Entries shown:

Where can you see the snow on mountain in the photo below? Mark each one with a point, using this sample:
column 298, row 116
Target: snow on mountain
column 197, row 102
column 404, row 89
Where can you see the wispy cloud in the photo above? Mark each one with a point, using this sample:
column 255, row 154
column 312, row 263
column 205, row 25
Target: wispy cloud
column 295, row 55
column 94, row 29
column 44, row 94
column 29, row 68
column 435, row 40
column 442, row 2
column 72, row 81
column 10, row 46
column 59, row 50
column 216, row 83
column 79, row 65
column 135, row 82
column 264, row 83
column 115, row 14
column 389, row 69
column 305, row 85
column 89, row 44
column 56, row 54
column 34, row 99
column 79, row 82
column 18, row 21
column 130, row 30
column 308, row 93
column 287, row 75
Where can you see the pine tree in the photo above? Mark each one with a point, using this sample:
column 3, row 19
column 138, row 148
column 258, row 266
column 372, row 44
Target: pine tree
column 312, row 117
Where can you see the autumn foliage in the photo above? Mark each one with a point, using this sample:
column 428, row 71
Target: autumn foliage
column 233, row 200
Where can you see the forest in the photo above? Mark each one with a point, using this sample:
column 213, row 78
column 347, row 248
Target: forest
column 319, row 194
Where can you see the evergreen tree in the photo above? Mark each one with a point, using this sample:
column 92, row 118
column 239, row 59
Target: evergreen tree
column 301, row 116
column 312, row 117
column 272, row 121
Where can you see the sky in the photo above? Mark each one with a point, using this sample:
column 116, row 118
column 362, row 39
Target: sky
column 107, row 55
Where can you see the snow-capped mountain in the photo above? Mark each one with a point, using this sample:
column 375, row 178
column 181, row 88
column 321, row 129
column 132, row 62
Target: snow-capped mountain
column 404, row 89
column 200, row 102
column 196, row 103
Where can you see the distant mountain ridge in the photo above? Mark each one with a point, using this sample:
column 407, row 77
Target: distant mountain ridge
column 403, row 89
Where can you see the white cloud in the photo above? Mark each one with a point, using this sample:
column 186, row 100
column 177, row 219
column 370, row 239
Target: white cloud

Exercise:
Write out the material from the first line to the last, exactly.

Exercise result:
Where can you see the snow on mountain in the photo below? Mark each one with a point, using this sample:
column 298, row 116
Target: snow on mountain
column 197, row 102
column 404, row 89
Where can you see the wispy cloud in the photo above? Mark each one with a point, using this sample:
column 255, row 154
column 312, row 263
column 205, row 25
Target: wispy cloud
column 295, row 55
column 94, row 29
column 44, row 94
column 29, row 68
column 435, row 40
column 442, row 2
column 72, row 81
column 10, row 46
column 59, row 50
column 216, row 83
column 79, row 65
column 135, row 82
column 264, row 83
column 115, row 14
column 389, row 69
column 305, row 85
column 89, row 44
column 56, row 54
column 34, row 99
column 79, row 82
column 18, row 21
column 130, row 30
column 308, row 93
column 287, row 75
Where can you see the pine tree in the photo above? Mark each one with a point, using this sample:
column 3, row 19
column 138, row 148
column 258, row 266
column 372, row 44
Target: pine tree
column 312, row 117
Where can you see the autumn foliage in the photo above? Mark each one with a point, using this sample:
column 428, row 71
Target: autumn foliage
column 233, row 200
Where can you see the forest in the photo above? Mark each one with a point, using this sample:
column 213, row 78
column 347, row 248
Target: forest
column 319, row 194
Where can you see the evergreen tree in the photo above? Mark each one with a point, using this sample:
column 92, row 118
column 239, row 59
Target: evergreen tree
column 301, row 116
column 312, row 117
column 272, row 121
Where can you see the sky in the photo above? Mark each one with a point, using this sample:
column 116, row 118
column 362, row 39
Target: sky
column 107, row 55
Where can you see the snow-capped mountain in the photo above? Mark each one with a point, using this sample:
column 375, row 178
column 181, row 88
column 321, row 129
column 132, row 62
Target: snow-capped mountain
column 404, row 89
column 200, row 102
column 196, row 103
Where can you see the distant mountain ridge in the photo above? Mark each one with a point, using this sample:
column 407, row 77
Target: distant mountain ridge
column 403, row 89
Where can you see the white cloud in the photo above? Mark each one with a point, using this sample:
column 186, row 100
column 177, row 219
column 370, row 239
Target: white cloud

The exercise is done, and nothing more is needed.